**Written instruction**: Write out everything in the listing below from the line containing "target | banana plant" down to the line containing "x=644 y=126", both ends included and every request line kept as it is. Shift each answer coordinate by adding -113 to every number.

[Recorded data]

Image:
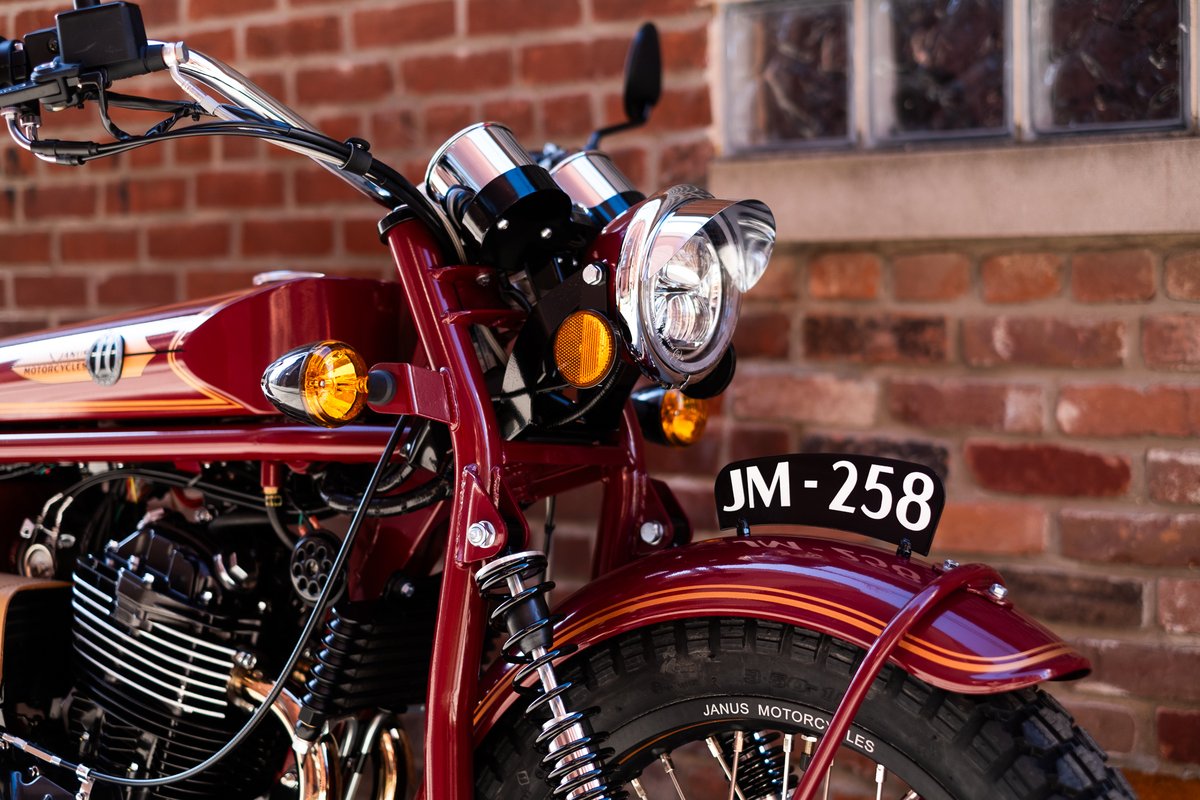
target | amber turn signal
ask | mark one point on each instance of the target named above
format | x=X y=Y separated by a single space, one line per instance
x=667 y=416
x=585 y=349
x=323 y=383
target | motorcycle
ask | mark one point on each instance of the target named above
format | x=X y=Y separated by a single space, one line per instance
x=249 y=533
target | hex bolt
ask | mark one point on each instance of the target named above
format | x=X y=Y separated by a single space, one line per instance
x=481 y=534
x=593 y=275
x=653 y=533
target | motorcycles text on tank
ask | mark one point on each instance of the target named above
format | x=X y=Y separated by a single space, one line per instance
x=244 y=534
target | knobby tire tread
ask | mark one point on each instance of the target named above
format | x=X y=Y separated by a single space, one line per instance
x=1018 y=745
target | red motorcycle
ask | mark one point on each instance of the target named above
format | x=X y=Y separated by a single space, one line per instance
x=197 y=542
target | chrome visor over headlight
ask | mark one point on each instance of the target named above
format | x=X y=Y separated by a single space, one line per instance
x=685 y=260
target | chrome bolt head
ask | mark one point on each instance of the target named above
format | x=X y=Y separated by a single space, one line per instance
x=653 y=533
x=593 y=275
x=481 y=534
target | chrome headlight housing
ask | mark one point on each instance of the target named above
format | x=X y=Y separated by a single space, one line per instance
x=685 y=260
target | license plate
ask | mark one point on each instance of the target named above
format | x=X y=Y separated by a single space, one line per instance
x=882 y=498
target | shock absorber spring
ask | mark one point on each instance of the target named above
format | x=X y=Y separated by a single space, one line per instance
x=573 y=759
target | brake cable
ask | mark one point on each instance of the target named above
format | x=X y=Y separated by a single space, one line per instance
x=87 y=776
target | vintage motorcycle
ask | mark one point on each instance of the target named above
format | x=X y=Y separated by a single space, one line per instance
x=193 y=542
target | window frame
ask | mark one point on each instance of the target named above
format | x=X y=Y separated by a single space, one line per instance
x=1019 y=76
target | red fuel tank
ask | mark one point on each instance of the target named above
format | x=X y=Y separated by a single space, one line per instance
x=203 y=358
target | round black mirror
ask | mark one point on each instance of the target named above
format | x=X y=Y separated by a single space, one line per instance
x=643 y=73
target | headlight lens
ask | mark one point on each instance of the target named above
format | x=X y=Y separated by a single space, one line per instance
x=685 y=260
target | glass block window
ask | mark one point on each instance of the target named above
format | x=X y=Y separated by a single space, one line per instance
x=1107 y=64
x=803 y=73
x=939 y=67
x=787 y=73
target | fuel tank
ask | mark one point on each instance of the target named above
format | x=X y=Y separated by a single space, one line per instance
x=202 y=358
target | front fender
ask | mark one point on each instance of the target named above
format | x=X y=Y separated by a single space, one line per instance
x=971 y=644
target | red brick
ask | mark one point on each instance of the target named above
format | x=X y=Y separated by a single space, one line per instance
x=682 y=109
x=1174 y=475
x=57 y=290
x=207 y=283
x=820 y=400
x=1069 y=597
x=762 y=334
x=685 y=162
x=568 y=116
x=684 y=49
x=931 y=276
x=845 y=276
x=1119 y=410
x=147 y=196
x=1047 y=469
x=1113 y=726
x=100 y=245
x=1179 y=605
x=345 y=83
x=1183 y=276
x=190 y=240
x=1021 y=277
x=306 y=238
x=430 y=74
x=514 y=113
x=54 y=202
x=1146 y=669
x=222 y=8
x=1179 y=735
x=1012 y=408
x=423 y=22
x=1131 y=537
x=1114 y=276
x=1171 y=341
x=24 y=248
x=885 y=338
x=246 y=190
x=642 y=10
x=520 y=16
x=137 y=289
x=1147 y=786
x=991 y=529
x=1043 y=342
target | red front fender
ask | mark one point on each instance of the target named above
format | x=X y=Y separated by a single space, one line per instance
x=972 y=644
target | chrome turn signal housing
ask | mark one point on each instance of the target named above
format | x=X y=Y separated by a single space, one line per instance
x=324 y=384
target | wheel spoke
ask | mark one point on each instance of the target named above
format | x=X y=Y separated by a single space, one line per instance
x=738 y=743
x=670 y=768
x=787 y=767
x=714 y=747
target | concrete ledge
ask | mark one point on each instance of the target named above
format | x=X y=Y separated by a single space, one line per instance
x=1077 y=188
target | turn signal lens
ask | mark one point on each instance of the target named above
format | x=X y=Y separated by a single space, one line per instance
x=323 y=383
x=683 y=417
x=583 y=349
x=335 y=384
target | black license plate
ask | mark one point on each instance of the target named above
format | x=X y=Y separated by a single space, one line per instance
x=882 y=498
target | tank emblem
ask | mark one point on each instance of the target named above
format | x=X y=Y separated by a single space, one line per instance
x=106 y=358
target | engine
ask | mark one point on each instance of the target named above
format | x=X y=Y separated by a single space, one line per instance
x=160 y=621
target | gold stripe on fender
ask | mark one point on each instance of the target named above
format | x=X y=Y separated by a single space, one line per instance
x=792 y=600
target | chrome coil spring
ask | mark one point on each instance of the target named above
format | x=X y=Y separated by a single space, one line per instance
x=761 y=767
x=574 y=761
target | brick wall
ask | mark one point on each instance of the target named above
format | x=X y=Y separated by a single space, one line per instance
x=1053 y=383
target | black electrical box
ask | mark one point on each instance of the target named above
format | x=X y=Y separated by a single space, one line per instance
x=101 y=36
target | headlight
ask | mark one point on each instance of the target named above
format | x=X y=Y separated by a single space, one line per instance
x=685 y=260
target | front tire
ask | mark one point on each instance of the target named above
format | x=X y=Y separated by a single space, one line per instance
x=672 y=687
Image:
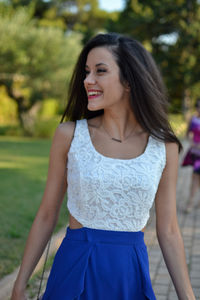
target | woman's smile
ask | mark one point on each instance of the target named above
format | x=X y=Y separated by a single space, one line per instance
x=93 y=94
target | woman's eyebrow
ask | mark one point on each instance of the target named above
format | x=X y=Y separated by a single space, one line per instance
x=97 y=65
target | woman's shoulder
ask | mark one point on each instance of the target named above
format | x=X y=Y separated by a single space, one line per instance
x=64 y=134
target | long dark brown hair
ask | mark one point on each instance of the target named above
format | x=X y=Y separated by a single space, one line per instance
x=137 y=67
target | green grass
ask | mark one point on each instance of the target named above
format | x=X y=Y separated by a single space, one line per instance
x=23 y=170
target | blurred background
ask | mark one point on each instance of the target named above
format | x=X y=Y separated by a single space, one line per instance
x=39 y=44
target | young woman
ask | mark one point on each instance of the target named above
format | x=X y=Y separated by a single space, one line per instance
x=121 y=155
x=192 y=157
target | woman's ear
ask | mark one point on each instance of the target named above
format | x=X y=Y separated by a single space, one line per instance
x=127 y=86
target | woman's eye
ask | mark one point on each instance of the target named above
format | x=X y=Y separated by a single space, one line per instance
x=101 y=71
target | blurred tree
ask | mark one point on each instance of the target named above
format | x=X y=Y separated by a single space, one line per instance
x=171 y=30
x=83 y=16
x=35 y=62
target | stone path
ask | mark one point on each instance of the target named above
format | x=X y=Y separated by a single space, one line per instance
x=190 y=228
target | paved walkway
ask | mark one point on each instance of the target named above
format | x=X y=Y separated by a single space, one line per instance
x=190 y=227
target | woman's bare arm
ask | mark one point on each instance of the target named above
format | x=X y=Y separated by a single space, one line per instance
x=48 y=211
x=168 y=231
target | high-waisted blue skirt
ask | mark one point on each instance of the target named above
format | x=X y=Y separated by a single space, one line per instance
x=94 y=264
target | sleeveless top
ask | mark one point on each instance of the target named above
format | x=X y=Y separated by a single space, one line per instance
x=110 y=193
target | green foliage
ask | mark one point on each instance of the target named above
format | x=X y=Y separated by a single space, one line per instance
x=8 y=108
x=171 y=29
x=36 y=62
x=23 y=171
x=49 y=108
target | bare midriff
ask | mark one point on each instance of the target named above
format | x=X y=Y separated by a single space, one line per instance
x=74 y=224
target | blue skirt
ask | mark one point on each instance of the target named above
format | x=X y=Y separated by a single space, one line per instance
x=94 y=264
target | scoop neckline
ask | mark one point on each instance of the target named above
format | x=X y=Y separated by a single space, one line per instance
x=113 y=158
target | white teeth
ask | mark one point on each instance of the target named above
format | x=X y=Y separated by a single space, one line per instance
x=94 y=93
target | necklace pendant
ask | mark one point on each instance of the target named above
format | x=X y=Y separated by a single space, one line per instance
x=116 y=140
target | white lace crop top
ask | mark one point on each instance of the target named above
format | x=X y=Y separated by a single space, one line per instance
x=108 y=193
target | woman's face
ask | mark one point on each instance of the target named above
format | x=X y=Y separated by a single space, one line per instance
x=102 y=83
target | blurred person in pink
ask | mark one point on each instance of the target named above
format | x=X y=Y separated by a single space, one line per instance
x=192 y=157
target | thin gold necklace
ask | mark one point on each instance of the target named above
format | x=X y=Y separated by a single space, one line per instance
x=117 y=140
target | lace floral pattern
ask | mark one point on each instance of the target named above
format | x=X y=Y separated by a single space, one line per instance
x=109 y=193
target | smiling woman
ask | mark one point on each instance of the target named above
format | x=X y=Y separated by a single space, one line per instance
x=119 y=154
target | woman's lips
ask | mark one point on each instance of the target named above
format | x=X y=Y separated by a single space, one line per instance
x=92 y=94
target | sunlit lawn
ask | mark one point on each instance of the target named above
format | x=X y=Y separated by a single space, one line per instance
x=23 y=170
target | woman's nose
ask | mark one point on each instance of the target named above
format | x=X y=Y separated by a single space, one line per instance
x=90 y=79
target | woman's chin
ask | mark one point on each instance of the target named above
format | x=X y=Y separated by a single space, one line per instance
x=93 y=107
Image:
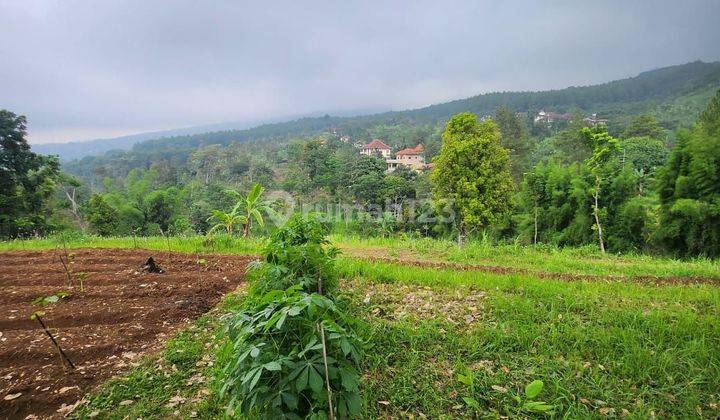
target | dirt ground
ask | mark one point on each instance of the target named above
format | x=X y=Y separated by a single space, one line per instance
x=122 y=314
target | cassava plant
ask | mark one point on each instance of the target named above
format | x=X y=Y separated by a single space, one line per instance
x=295 y=354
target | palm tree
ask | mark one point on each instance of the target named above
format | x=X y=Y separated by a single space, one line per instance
x=244 y=212
x=226 y=221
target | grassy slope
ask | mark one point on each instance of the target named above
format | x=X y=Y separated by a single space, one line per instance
x=600 y=347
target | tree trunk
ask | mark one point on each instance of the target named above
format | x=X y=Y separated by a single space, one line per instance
x=596 y=213
x=246 y=229
x=535 y=237
x=461 y=234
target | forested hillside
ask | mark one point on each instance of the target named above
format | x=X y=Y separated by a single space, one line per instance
x=567 y=177
x=674 y=95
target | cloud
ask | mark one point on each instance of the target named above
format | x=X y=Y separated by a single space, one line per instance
x=79 y=67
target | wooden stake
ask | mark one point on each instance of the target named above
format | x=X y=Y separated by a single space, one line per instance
x=63 y=357
x=327 y=376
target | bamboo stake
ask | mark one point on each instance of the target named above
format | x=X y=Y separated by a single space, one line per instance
x=327 y=375
x=63 y=357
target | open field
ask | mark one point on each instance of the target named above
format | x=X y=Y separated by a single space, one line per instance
x=121 y=315
x=632 y=336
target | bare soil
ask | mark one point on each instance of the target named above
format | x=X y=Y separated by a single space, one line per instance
x=122 y=314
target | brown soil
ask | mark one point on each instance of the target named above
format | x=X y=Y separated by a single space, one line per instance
x=122 y=314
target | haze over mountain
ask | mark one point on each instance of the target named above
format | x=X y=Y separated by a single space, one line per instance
x=673 y=94
x=82 y=69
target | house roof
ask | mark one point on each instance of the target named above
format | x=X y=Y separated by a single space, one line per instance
x=417 y=150
x=376 y=144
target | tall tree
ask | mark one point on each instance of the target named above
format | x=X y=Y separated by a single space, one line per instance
x=247 y=209
x=27 y=180
x=604 y=147
x=513 y=138
x=472 y=173
x=710 y=117
x=689 y=189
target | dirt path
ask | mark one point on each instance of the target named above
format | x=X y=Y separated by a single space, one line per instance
x=122 y=315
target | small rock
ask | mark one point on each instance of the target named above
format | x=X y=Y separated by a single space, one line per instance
x=9 y=397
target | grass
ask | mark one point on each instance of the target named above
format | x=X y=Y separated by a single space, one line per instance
x=581 y=261
x=602 y=348
x=177 y=382
x=188 y=244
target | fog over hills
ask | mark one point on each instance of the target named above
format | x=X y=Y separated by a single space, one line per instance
x=651 y=91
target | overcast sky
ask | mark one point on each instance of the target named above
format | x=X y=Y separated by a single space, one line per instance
x=102 y=68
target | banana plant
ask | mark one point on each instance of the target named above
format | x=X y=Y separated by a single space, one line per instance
x=246 y=210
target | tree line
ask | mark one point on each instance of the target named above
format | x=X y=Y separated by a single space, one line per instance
x=643 y=189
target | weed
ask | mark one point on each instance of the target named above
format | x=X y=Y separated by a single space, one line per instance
x=47 y=300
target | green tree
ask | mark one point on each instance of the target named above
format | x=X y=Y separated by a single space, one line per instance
x=246 y=210
x=710 y=117
x=472 y=173
x=103 y=218
x=689 y=190
x=604 y=148
x=513 y=138
x=27 y=180
x=644 y=126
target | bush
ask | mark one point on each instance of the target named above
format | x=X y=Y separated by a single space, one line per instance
x=295 y=354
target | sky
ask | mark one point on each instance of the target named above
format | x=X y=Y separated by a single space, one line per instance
x=83 y=69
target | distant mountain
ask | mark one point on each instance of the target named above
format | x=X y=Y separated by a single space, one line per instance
x=675 y=95
x=78 y=149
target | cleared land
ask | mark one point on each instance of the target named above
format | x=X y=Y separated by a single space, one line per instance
x=633 y=336
x=122 y=315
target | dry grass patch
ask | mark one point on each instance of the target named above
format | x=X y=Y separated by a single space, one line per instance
x=457 y=306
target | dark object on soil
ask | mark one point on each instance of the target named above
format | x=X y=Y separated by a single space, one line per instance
x=151 y=267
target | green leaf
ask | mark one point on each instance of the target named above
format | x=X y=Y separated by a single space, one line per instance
x=315 y=380
x=290 y=400
x=349 y=380
x=302 y=381
x=255 y=379
x=272 y=366
x=537 y=407
x=354 y=404
x=471 y=402
x=534 y=388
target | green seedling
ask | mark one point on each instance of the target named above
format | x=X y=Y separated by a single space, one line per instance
x=47 y=300
x=527 y=402
x=66 y=362
x=469 y=380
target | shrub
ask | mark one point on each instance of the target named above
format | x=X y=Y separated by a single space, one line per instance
x=295 y=354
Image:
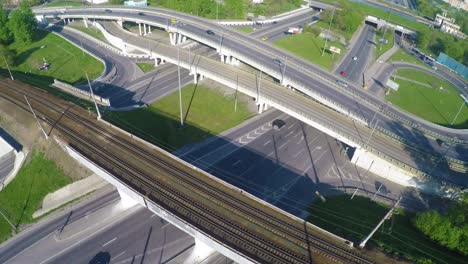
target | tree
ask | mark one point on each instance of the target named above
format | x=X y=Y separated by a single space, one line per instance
x=423 y=38
x=23 y=23
x=5 y=33
x=8 y=55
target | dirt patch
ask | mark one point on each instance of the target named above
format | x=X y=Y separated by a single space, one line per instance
x=22 y=126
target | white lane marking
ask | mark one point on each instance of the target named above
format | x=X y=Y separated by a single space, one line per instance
x=116 y=257
x=300 y=140
x=298 y=153
x=289 y=134
x=284 y=144
x=89 y=236
x=110 y=241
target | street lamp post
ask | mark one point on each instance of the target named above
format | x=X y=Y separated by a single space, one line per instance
x=178 y=75
x=329 y=28
x=459 y=111
x=8 y=67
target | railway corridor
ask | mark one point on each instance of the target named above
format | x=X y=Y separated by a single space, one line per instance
x=257 y=231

**Response**:
target | banana plant
ask | mark one point on each instance of the target named above
format | x=X y=Y separated by a single space, one line per instance
x=133 y=97
target | tree line
ask | mark one point on each instance of the target named above
format | x=X y=Y separated by a single space, one line per instance
x=530 y=76
target | weed
ask | mark one point on each instance of the target named above
format | x=X y=Y separated by a single space, one line per instance
x=-66 y=187
target | green tree
ask | mark one point on each instance of the target named above
format | x=X y=Y separated by a single space, one line per instance
x=133 y=97
x=597 y=4
x=359 y=60
x=-10 y=105
x=576 y=77
x=491 y=35
x=400 y=25
x=-86 y=67
x=531 y=13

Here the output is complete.